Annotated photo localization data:
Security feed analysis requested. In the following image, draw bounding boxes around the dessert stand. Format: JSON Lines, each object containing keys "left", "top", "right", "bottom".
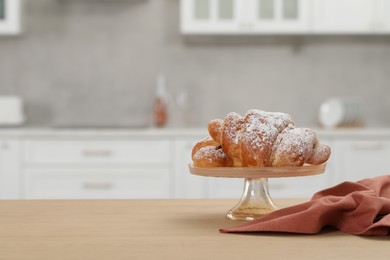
{"left": 189, "top": 164, "right": 326, "bottom": 221}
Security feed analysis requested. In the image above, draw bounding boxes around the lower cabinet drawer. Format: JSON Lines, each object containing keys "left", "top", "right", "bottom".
{"left": 23, "top": 168, "right": 171, "bottom": 199}
{"left": 207, "top": 178, "right": 243, "bottom": 198}
{"left": 24, "top": 140, "right": 170, "bottom": 165}
{"left": 268, "top": 172, "right": 331, "bottom": 199}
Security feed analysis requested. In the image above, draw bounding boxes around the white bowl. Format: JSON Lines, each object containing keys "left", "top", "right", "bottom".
{"left": 319, "top": 98, "right": 345, "bottom": 129}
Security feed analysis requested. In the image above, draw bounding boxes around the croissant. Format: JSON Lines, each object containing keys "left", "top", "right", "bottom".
{"left": 192, "top": 109, "right": 331, "bottom": 167}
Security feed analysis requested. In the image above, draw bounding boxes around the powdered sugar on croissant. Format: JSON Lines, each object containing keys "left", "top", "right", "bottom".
{"left": 192, "top": 109, "right": 331, "bottom": 167}
{"left": 239, "top": 109, "right": 295, "bottom": 167}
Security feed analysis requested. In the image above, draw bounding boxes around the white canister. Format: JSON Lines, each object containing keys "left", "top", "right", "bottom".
{"left": 0, "top": 96, "right": 25, "bottom": 125}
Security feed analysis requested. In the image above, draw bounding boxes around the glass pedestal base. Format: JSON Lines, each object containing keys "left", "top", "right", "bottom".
{"left": 226, "top": 178, "right": 277, "bottom": 221}
{"left": 188, "top": 163, "right": 326, "bottom": 221}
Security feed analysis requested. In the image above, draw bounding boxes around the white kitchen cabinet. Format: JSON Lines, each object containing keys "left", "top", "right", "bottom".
{"left": 24, "top": 168, "right": 171, "bottom": 199}
{"left": 312, "top": 0, "right": 376, "bottom": 33}
{"left": 0, "top": 139, "right": 20, "bottom": 199}
{"left": 180, "top": 0, "right": 310, "bottom": 34}
{"left": 207, "top": 177, "right": 243, "bottom": 198}
{"left": 22, "top": 138, "right": 172, "bottom": 199}
{"left": 24, "top": 139, "right": 170, "bottom": 165}
{"left": 311, "top": 0, "right": 390, "bottom": 34}
{"left": 250, "top": 0, "right": 310, "bottom": 33}
{"left": 333, "top": 139, "right": 390, "bottom": 183}
{"left": 0, "top": 0, "right": 21, "bottom": 35}
{"left": 1, "top": 129, "right": 390, "bottom": 200}
{"left": 181, "top": 0, "right": 390, "bottom": 34}
{"left": 268, "top": 175, "right": 327, "bottom": 199}
{"left": 180, "top": 0, "right": 241, "bottom": 34}
{"left": 379, "top": 0, "right": 390, "bottom": 32}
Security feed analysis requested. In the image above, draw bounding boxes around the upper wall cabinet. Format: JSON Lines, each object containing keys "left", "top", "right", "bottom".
{"left": 0, "top": 0, "right": 21, "bottom": 35}
{"left": 312, "top": 0, "right": 375, "bottom": 33}
{"left": 249, "top": 0, "right": 310, "bottom": 33}
{"left": 382, "top": 0, "right": 390, "bottom": 32}
{"left": 312, "top": 0, "right": 390, "bottom": 34}
{"left": 180, "top": 0, "right": 310, "bottom": 34}
{"left": 180, "top": 0, "right": 241, "bottom": 34}
{"left": 180, "top": 0, "right": 390, "bottom": 34}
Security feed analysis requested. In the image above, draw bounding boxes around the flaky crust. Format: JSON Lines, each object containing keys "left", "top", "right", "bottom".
{"left": 192, "top": 146, "right": 233, "bottom": 167}
{"left": 240, "top": 110, "right": 293, "bottom": 166}
{"left": 191, "top": 136, "right": 220, "bottom": 158}
{"left": 307, "top": 143, "right": 331, "bottom": 165}
{"left": 208, "top": 119, "right": 223, "bottom": 144}
{"left": 270, "top": 127, "right": 317, "bottom": 166}
{"left": 220, "top": 112, "right": 245, "bottom": 166}
{"left": 192, "top": 109, "right": 331, "bottom": 168}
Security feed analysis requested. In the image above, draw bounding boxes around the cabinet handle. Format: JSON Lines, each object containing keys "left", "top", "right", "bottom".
{"left": 351, "top": 142, "right": 384, "bottom": 150}
{"left": 238, "top": 22, "right": 254, "bottom": 30}
{"left": 82, "top": 182, "right": 113, "bottom": 190}
{"left": 82, "top": 149, "right": 113, "bottom": 157}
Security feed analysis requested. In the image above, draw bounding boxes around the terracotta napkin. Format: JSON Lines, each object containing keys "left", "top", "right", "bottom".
{"left": 220, "top": 175, "right": 390, "bottom": 236}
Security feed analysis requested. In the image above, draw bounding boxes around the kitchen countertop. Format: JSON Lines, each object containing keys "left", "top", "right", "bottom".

What needs to be done - The records above are to be repeated word for word, with the pictures omitted.

Exercise answer -
Security feed analysis requested. In the following image, draw bounding boxes around the dessert stand. Format: JSON Lines, each object containing keys "left", "top", "right", "bottom".
{"left": 189, "top": 164, "right": 326, "bottom": 221}
Security feed analysis requested. In the image above, draw bounding boxes around the lower cabinet drawer. Format: JSON Lines, each object containing keys "left", "top", "right", "bottom".
{"left": 23, "top": 168, "right": 171, "bottom": 199}
{"left": 207, "top": 178, "right": 243, "bottom": 198}
{"left": 24, "top": 140, "right": 170, "bottom": 165}
{"left": 268, "top": 172, "right": 331, "bottom": 199}
Security feed analysis requested. In the image above, draw bounding boxes around the white bowl. Format: JSON Lines, each object containing keys "left", "top", "right", "bottom".
{"left": 319, "top": 98, "right": 345, "bottom": 129}
Security feed analysis requested. In the image above, draw bounding boxes around the croissant. Format: JSON Lines, each object containing keys "left", "top", "right", "bottom".
{"left": 192, "top": 109, "right": 331, "bottom": 167}
Security feed analysis requested. In the image above, draw bounding boxes around the powdered sugar on croissant. Format: JSON Lines, each object containing keys "left", "top", "right", "bottom".
{"left": 192, "top": 109, "right": 331, "bottom": 167}
{"left": 239, "top": 109, "right": 295, "bottom": 167}
Security feed analysis requested. In the image above, draw bounding boxes around the white canister. Format: JSON Lines, each object containing keys "left", "top", "right", "bottom".
{"left": 0, "top": 96, "right": 25, "bottom": 125}
Security feed analysis requested. In the image above, draw bounding boxes around the glass pedestal base. Format: JSON Lines, each object containing keys "left", "top", "right", "bottom".
{"left": 226, "top": 178, "right": 277, "bottom": 221}
{"left": 188, "top": 163, "right": 326, "bottom": 221}
Security feed analysis requested. In the image above, draw bounding boxes around the white kitchen cabinet. Format: JSON Lines, each object containing keys "left", "top", "right", "bottom".
{"left": 24, "top": 168, "right": 171, "bottom": 199}
{"left": 312, "top": 0, "right": 376, "bottom": 33}
{"left": 0, "top": 139, "right": 20, "bottom": 199}
{"left": 180, "top": 0, "right": 310, "bottom": 34}
{"left": 207, "top": 177, "right": 243, "bottom": 198}
{"left": 22, "top": 138, "right": 172, "bottom": 199}
{"left": 24, "top": 139, "right": 170, "bottom": 165}
{"left": 311, "top": 0, "right": 390, "bottom": 34}
{"left": 250, "top": 0, "right": 310, "bottom": 33}
{"left": 333, "top": 139, "right": 390, "bottom": 183}
{"left": 0, "top": 0, "right": 21, "bottom": 35}
{"left": 1, "top": 129, "right": 390, "bottom": 200}
{"left": 181, "top": 0, "right": 390, "bottom": 34}
{"left": 268, "top": 175, "right": 327, "bottom": 199}
{"left": 180, "top": 0, "right": 241, "bottom": 34}
{"left": 379, "top": 0, "right": 390, "bottom": 32}
Security feed analysis requested. In the image above, draw bounding boxes around the upper wall cabinet. Format: JSON Lines, each object containing keys "left", "top", "right", "bottom".
{"left": 0, "top": 0, "right": 21, "bottom": 35}
{"left": 312, "top": 0, "right": 375, "bottom": 33}
{"left": 249, "top": 0, "right": 310, "bottom": 33}
{"left": 382, "top": 0, "right": 390, "bottom": 32}
{"left": 312, "top": 0, "right": 390, "bottom": 34}
{"left": 180, "top": 0, "right": 310, "bottom": 34}
{"left": 180, "top": 0, "right": 241, "bottom": 34}
{"left": 180, "top": 0, "right": 390, "bottom": 34}
Security feed analysis requested. In the image above, draw bounding boxes around the flaky crust. Format: JSON Lines, each object containing keys "left", "top", "right", "bottom".
{"left": 192, "top": 146, "right": 233, "bottom": 167}
{"left": 240, "top": 110, "right": 293, "bottom": 166}
{"left": 191, "top": 136, "right": 220, "bottom": 158}
{"left": 307, "top": 143, "right": 331, "bottom": 165}
{"left": 208, "top": 119, "right": 223, "bottom": 144}
{"left": 270, "top": 127, "right": 317, "bottom": 166}
{"left": 220, "top": 112, "right": 245, "bottom": 166}
{"left": 192, "top": 109, "right": 331, "bottom": 168}
Security feed analysis requested. In the image above, draw bounding boxes around the cabinet handle. Format: JSON Lines, each object containing keys "left", "top", "right", "bottom".
{"left": 351, "top": 142, "right": 384, "bottom": 150}
{"left": 238, "top": 22, "right": 254, "bottom": 30}
{"left": 82, "top": 182, "right": 113, "bottom": 190}
{"left": 82, "top": 149, "right": 113, "bottom": 157}
Security feed analysis requested. In the image above, draw bounding boxes around the terracotta napkin. Format: JSON Lines, each object containing keys "left", "top", "right", "bottom".
{"left": 220, "top": 175, "right": 390, "bottom": 236}
Security feed analysis requested. In the image above, draw bounding boxes around the kitchen countertop. Format: JSON Lines, each object containing keys "left", "top", "right", "bottom".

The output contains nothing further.